Please turn everything from the line containing "For the dataset, pick out the man wearing vest" down to the end of the records below into a Markdown table with the columns Row and Line. Number each line and leave out any blank lines.

Dataset excerpt

_ _ _ _

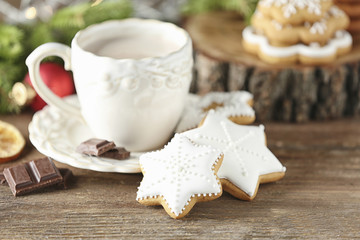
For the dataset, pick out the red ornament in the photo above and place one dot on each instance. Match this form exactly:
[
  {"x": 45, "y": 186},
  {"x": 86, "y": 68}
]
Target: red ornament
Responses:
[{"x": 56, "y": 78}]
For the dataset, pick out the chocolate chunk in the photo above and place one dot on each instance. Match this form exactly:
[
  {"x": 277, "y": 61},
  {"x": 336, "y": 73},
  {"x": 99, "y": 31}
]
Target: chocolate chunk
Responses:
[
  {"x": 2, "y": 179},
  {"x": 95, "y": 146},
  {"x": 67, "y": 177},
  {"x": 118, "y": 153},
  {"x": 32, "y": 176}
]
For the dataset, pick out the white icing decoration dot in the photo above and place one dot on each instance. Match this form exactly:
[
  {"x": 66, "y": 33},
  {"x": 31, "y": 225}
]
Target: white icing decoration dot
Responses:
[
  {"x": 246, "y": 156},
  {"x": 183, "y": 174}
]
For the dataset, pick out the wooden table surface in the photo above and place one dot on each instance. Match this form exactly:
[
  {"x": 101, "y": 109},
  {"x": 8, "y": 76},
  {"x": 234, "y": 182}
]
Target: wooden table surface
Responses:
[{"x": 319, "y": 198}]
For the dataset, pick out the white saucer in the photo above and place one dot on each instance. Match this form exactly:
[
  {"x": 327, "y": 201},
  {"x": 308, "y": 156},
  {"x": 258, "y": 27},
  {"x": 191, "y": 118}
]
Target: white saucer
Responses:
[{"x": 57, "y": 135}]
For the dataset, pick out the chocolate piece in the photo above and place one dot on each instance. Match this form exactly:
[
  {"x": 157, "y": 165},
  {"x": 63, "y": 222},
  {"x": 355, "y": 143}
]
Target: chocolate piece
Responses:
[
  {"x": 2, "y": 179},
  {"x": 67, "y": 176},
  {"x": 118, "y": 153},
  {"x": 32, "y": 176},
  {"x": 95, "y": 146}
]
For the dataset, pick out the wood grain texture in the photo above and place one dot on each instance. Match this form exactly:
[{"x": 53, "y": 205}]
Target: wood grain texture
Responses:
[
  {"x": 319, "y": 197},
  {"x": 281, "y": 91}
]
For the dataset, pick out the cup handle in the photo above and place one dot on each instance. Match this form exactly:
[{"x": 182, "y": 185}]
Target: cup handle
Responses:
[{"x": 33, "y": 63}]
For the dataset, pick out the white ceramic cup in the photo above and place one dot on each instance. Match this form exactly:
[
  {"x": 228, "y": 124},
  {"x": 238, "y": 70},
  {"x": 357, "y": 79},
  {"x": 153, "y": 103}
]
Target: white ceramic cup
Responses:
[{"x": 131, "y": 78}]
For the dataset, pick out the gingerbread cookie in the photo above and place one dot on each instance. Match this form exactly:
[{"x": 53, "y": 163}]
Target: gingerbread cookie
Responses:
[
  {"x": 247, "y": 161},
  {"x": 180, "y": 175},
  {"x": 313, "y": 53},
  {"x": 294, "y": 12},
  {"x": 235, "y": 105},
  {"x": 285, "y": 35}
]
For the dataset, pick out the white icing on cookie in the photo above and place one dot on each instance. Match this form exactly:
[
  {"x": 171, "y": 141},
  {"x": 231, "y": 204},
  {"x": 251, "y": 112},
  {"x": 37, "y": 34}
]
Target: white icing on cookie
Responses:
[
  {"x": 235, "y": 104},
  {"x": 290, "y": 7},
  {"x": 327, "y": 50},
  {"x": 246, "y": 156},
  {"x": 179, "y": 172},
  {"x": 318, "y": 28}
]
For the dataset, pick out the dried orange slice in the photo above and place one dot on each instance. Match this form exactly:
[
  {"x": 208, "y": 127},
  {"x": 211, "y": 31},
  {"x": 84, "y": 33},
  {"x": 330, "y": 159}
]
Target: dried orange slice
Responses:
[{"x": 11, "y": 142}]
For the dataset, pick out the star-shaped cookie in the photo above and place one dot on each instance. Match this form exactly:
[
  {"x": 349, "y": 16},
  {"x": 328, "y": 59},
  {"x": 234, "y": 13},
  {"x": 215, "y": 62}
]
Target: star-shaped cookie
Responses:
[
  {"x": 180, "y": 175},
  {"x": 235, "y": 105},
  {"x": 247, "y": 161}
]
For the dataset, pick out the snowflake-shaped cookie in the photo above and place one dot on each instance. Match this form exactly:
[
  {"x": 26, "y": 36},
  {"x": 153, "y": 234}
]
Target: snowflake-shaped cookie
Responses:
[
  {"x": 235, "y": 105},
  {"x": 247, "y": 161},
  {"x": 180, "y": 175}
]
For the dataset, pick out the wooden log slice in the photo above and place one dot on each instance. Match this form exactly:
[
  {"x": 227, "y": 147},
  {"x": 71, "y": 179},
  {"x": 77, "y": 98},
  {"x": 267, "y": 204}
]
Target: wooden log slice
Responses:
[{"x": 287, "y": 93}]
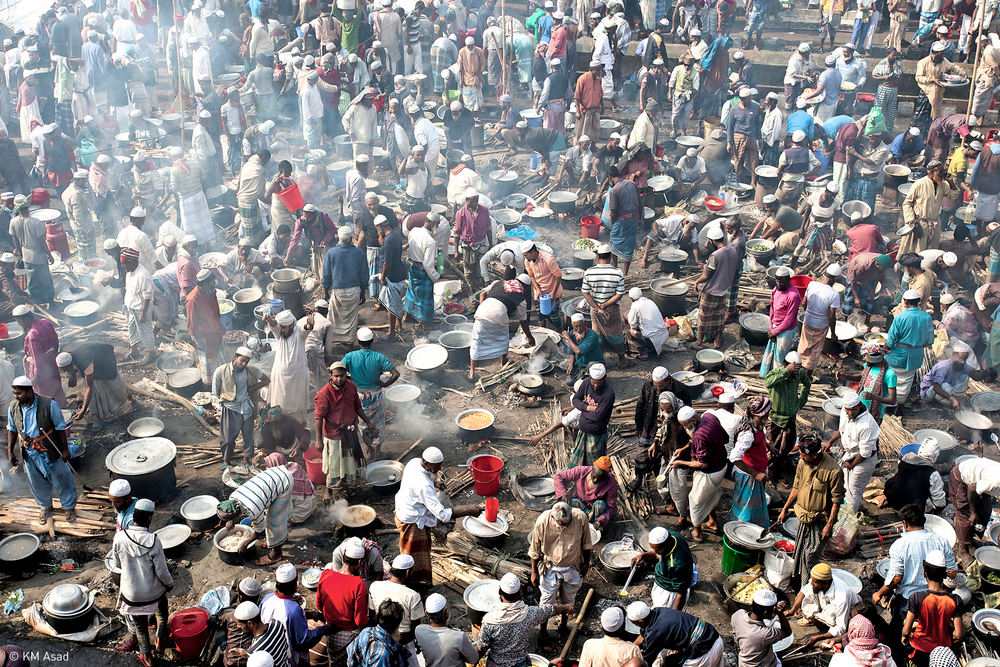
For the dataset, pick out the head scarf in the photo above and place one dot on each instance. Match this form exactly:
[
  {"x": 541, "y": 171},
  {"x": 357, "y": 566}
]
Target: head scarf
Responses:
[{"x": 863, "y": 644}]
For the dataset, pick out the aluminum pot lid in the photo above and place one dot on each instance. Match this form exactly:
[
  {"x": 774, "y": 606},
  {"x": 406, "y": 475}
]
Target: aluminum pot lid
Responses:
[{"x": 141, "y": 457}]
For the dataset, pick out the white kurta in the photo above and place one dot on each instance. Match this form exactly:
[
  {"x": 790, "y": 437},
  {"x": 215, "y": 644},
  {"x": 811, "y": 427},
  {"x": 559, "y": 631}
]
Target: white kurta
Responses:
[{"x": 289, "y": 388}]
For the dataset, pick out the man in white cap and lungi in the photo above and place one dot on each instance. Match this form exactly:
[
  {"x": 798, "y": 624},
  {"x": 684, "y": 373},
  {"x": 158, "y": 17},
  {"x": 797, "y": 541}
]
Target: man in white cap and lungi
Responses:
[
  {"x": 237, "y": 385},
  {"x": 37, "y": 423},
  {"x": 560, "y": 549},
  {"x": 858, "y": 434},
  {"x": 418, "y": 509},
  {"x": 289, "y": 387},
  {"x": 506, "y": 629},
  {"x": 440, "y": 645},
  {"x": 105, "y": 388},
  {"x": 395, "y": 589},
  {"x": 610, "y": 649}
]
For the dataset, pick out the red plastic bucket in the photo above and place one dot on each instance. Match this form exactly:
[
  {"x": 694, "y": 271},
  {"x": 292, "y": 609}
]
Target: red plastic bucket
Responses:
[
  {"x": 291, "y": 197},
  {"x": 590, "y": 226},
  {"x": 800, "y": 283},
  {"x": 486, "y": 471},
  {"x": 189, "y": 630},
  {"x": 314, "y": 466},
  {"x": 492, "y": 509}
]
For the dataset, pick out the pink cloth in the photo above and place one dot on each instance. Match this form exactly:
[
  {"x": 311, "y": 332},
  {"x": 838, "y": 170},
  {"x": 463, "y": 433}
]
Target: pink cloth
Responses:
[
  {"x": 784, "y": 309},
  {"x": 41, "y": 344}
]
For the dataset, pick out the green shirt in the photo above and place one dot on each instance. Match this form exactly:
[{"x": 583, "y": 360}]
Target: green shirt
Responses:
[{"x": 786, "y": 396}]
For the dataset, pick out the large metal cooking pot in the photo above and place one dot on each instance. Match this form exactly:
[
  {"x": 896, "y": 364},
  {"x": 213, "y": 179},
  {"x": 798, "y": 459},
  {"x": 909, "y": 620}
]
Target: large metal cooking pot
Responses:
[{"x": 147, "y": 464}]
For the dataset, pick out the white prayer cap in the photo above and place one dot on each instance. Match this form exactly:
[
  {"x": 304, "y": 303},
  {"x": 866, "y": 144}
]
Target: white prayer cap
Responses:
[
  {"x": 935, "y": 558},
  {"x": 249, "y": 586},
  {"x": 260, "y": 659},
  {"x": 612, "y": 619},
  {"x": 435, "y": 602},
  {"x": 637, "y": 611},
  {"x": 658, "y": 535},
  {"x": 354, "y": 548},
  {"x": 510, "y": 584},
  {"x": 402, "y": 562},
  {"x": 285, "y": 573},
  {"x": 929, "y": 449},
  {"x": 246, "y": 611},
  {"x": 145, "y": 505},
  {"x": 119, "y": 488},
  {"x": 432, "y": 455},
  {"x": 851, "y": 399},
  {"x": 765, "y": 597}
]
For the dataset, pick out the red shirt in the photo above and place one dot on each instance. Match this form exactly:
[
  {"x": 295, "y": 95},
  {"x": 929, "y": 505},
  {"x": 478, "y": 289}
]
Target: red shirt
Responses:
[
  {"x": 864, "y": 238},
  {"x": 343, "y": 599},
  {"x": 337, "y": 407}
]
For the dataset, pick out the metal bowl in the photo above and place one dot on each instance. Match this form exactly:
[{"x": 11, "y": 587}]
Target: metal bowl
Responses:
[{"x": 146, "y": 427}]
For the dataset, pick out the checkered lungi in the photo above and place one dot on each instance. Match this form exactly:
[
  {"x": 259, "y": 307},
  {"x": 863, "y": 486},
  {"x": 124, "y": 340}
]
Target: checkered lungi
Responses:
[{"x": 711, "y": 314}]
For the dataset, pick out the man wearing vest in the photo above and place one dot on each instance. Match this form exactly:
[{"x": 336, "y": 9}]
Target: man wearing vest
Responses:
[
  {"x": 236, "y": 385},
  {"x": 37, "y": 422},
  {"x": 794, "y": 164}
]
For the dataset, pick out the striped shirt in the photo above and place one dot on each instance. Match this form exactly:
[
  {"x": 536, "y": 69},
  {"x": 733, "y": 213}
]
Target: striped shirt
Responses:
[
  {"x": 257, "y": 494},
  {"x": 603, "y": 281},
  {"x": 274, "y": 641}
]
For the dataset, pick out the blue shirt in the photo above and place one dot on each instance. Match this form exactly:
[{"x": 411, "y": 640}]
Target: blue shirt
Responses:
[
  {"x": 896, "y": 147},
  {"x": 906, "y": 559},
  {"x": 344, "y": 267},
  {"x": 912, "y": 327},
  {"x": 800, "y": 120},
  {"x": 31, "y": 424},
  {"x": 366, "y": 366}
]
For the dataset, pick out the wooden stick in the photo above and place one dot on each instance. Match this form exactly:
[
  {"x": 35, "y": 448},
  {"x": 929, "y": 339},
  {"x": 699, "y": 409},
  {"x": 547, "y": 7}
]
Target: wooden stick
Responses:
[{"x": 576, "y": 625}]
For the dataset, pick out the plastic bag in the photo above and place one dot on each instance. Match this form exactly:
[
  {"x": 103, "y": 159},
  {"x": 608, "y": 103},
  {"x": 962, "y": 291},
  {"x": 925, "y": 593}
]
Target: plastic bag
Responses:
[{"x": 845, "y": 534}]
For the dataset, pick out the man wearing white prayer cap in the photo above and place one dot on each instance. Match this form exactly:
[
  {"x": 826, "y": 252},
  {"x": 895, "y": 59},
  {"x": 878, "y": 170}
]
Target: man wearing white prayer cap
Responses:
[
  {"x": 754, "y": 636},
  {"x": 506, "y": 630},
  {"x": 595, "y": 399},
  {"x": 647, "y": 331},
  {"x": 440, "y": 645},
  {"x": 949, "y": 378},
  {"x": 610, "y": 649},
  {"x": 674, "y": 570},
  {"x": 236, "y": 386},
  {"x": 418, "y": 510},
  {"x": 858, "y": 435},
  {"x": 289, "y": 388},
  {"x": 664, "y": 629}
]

_ _ _ _

# THE ANSWER
| Row | Line |
|---|---|
| 1 | For the dataset, pick out the man wearing vest in the photo above and place one dot on each instance. Match this form exactly: |
| 2 | [{"x": 336, "y": 9}] |
| 3 | Target: man wearing vest |
| 4 | Responses: |
| 5 | [ |
| 6 |   {"x": 236, "y": 385}, |
| 7 |   {"x": 37, "y": 422}, |
| 8 |   {"x": 794, "y": 164} |
| 9 | ] |
| 10 | For the dataset, pick out the striped shirt in the photo above and place one dot on each instance. Match this form exactly: |
| 11 | [ |
| 12 |   {"x": 536, "y": 69}, |
| 13 |   {"x": 733, "y": 213} |
| 14 | ] |
| 15 | Target: striped shirt |
| 16 | Responses: |
| 17 | [ |
| 18 |   {"x": 257, "y": 494}, |
| 19 |   {"x": 603, "y": 281}, |
| 20 |   {"x": 274, "y": 641} |
| 21 | ] |
| 22 | For the dataset, pick out the blue shirt in the photo above and place one dot on each instance. Match this form exactly: |
| 23 | [{"x": 411, "y": 640}] |
| 24 | Target: blue shirt |
| 25 | Responses: |
| 26 | [ |
| 27 |   {"x": 896, "y": 147}, |
| 28 |   {"x": 906, "y": 559}, |
| 29 |   {"x": 344, "y": 267}, |
| 30 |   {"x": 912, "y": 327}, |
| 31 |   {"x": 800, "y": 120}, |
| 32 |   {"x": 31, "y": 424}, |
| 33 |   {"x": 366, "y": 366} |
| 34 | ] |
| 35 | For the dataset, pick out the wooden stick in the photo above and place one dot on each instance. Match this form exactly: |
| 36 | [ |
| 37 |   {"x": 35, "y": 448}, |
| 38 |   {"x": 929, "y": 339}, |
| 39 |   {"x": 699, "y": 409}, |
| 40 |   {"x": 547, "y": 7} |
| 41 | ] |
| 42 | Target: wooden stick |
| 43 | Responses: |
| 44 | [{"x": 576, "y": 625}] |
| 45 | For the dataset, pick out the plastic bag in the photo above and place one dot on each instance. Match this form exactly: |
| 46 | [ |
| 47 |   {"x": 103, "y": 159}, |
| 48 |   {"x": 608, "y": 103}, |
| 49 |   {"x": 962, "y": 291}, |
| 50 |   {"x": 925, "y": 593} |
| 51 | ] |
| 52 | Target: plastic bag |
| 53 | Responses: |
| 54 | [{"x": 845, "y": 534}] |
| 55 | For the dataset, pick out the man wearing white prayer cap in the photo above and place one dot on each instance. Match this form exactly: |
| 56 | [ |
| 57 |   {"x": 826, "y": 252}, |
| 58 |   {"x": 895, "y": 59}, |
| 59 |   {"x": 878, "y": 170} |
| 60 | ] |
| 61 | Target: man wearing white prayer cap |
| 62 | Responses: |
| 63 | [ |
| 64 |   {"x": 754, "y": 636}, |
| 65 |   {"x": 506, "y": 630}, |
| 66 |   {"x": 595, "y": 399}, |
| 67 |   {"x": 647, "y": 331}, |
| 68 |   {"x": 440, "y": 645}, |
| 69 |   {"x": 949, "y": 378}, |
| 70 |   {"x": 610, "y": 649}, |
| 71 |   {"x": 674, "y": 570}, |
| 72 |   {"x": 236, "y": 386}, |
| 73 |   {"x": 418, "y": 510}, |
| 74 |   {"x": 858, "y": 435}, |
| 75 |   {"x": 289, "y": 388}, |
| 76 |   {"x": 664, "y": 629} |
| 77 | ] |